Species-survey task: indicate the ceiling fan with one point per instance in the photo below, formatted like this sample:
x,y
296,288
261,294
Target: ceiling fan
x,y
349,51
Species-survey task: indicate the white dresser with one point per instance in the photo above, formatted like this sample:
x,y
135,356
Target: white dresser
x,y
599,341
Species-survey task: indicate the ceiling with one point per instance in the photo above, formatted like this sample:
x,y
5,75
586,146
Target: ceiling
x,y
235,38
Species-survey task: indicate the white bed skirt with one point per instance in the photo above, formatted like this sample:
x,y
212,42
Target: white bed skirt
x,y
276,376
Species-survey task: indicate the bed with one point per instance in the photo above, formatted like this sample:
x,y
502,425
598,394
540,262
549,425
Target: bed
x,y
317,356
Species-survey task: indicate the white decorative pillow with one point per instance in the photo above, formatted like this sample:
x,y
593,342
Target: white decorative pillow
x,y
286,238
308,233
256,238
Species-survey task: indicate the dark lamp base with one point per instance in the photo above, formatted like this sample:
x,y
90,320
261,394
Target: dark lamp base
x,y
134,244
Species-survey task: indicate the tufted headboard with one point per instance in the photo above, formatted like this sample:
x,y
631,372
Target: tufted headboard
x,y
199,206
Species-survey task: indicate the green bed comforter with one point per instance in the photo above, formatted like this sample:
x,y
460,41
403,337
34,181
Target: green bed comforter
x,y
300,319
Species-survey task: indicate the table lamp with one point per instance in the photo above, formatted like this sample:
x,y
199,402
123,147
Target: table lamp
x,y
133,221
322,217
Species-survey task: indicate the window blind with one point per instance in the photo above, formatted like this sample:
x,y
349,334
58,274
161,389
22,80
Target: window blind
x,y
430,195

□ □ □

Exercise description:
Which lines of the data contain the word "above"? Copy each one.

Task output:
Species-survey task: indicate the white dresser with one point per instance in the photo above, formatted like this sample:
Species-survey task: indicate the ceiling with one point per instance in the photo above, formatted like this sample:
Species-survey task: indicate the white bed skirt with one point per instance in the photo above, formatted like this sample:
Species-survey task: indicate the bed with one point per instance in the photo above, formatted like this sample:
Species-survey task: indicate the white decorative pillow with one point per instance in the photo above, formatted like this sample:
Species-survey task: indicate the dark lamp base with one point per instance in the photo above, formatted like this sample:
Species-survey task: indicate the tufted headboard with one point per instance in the photo above, formatted like this sample:
Species-survey task: indicate the green bed comforter with one point per instance in the photo above, formatted like this sample:
Species-survey task: indicate the table lamp with one point per instance in the photo above, formatted like this sample:
Species-survey task: indicate the window blind with one point per instance in the photo above, formatted like this sample:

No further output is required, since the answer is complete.